* OBJECTIVE
Arrange the lines from the one with "the woman's chin" up to and including the one with "[[405, 120, 424, 135]]" as a JSON list of strings, one string per line, with blank lines omitted. Leave the pictures out of the answer.

* MATERIAL FOR THIS EXERCISE
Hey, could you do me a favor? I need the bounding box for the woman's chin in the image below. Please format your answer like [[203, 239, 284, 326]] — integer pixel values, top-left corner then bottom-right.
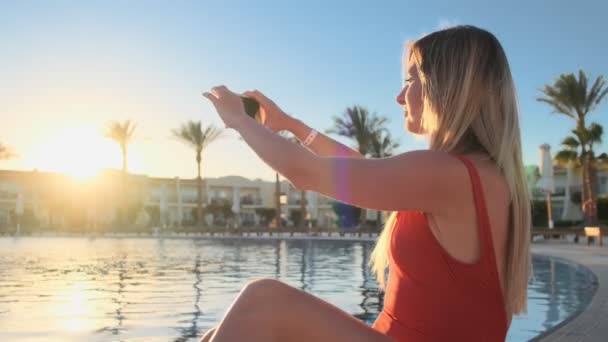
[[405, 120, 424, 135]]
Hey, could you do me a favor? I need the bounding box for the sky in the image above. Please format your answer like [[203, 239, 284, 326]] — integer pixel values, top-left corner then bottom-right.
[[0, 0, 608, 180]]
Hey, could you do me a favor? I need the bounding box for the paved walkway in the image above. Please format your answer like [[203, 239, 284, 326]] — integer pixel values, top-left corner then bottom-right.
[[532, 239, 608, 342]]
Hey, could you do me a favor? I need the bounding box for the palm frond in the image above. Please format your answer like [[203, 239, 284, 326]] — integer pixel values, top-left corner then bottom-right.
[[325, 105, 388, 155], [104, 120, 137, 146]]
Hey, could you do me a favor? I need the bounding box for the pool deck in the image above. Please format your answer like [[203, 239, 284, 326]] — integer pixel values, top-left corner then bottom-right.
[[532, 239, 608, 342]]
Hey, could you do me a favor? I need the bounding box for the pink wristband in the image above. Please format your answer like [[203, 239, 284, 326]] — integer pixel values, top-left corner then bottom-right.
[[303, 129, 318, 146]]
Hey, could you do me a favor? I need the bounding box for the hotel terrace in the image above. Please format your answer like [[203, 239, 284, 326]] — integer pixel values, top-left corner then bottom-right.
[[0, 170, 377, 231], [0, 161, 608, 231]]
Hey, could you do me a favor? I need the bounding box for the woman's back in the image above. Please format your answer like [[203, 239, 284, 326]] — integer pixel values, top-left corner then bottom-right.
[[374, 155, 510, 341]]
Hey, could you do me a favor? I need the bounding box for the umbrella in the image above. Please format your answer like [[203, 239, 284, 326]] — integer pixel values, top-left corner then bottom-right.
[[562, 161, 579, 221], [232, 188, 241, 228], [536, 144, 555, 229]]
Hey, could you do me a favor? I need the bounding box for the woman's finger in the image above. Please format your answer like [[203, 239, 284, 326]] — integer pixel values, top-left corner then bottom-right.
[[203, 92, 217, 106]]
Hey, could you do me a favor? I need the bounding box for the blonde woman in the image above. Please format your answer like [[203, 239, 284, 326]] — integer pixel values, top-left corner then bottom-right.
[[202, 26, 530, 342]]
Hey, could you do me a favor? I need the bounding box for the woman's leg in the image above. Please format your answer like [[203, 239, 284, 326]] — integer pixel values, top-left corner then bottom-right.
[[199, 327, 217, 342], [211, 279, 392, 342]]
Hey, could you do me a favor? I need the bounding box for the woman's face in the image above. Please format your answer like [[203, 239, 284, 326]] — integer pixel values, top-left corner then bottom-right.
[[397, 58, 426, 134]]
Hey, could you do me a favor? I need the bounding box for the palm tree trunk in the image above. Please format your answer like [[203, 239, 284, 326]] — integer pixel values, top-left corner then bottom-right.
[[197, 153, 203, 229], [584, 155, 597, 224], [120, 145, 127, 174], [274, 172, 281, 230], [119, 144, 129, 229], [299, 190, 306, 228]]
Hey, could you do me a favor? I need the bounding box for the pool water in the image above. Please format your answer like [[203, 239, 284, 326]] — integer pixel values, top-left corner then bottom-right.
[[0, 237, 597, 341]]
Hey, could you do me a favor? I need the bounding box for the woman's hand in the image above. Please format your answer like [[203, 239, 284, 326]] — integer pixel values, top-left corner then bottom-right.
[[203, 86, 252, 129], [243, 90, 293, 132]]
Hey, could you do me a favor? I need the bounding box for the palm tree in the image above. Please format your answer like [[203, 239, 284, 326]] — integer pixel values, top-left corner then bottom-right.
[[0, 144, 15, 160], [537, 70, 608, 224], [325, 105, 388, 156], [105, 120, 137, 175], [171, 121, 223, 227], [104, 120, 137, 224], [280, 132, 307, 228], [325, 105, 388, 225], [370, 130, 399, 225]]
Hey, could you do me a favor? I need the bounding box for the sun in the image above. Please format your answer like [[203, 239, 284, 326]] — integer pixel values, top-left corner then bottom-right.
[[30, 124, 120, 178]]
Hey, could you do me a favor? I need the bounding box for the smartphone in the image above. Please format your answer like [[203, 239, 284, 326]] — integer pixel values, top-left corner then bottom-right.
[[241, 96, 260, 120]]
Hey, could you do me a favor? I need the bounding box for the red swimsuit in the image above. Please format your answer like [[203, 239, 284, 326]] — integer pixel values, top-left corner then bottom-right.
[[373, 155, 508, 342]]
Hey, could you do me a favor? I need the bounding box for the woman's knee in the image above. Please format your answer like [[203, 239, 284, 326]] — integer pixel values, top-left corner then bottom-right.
---
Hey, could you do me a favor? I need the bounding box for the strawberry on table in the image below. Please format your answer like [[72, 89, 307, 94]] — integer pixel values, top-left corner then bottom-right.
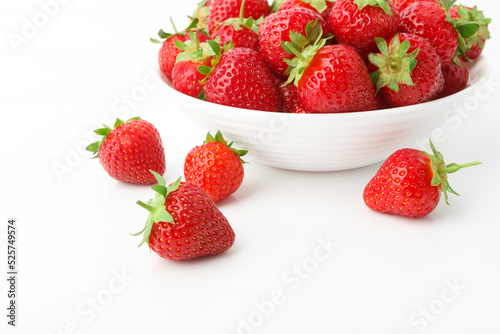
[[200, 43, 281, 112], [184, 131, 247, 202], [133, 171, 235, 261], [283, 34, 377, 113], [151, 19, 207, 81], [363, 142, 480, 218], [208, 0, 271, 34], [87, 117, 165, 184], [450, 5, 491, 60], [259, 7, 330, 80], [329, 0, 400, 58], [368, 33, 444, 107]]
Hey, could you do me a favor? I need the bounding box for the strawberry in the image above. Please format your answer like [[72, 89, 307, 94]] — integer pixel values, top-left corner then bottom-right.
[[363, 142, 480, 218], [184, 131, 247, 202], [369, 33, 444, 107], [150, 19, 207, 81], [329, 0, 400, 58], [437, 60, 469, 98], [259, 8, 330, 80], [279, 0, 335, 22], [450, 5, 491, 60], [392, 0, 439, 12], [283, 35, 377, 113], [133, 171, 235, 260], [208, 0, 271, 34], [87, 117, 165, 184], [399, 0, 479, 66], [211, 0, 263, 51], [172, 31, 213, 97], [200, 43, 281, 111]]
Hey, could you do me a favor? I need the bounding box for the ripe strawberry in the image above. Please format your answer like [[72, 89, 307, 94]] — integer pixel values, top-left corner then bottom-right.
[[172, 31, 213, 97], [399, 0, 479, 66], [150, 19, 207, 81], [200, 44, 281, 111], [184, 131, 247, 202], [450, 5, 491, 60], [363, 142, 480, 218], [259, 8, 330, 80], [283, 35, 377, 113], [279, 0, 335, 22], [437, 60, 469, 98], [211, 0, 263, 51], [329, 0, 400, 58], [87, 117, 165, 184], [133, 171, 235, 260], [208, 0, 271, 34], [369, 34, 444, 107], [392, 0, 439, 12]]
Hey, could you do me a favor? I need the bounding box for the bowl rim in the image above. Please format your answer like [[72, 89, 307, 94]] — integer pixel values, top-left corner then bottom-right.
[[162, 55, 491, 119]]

* SOLVED EXERCISE
[
  "Hey, could you do me a favor? I need the bounding box for the woman's chin in the image below. Please format your answer like [[203, 239, 284, 326]] — integer pixel values, top-left corner then bottom-right.",
  "[[405, 120, 424, 135]]"
]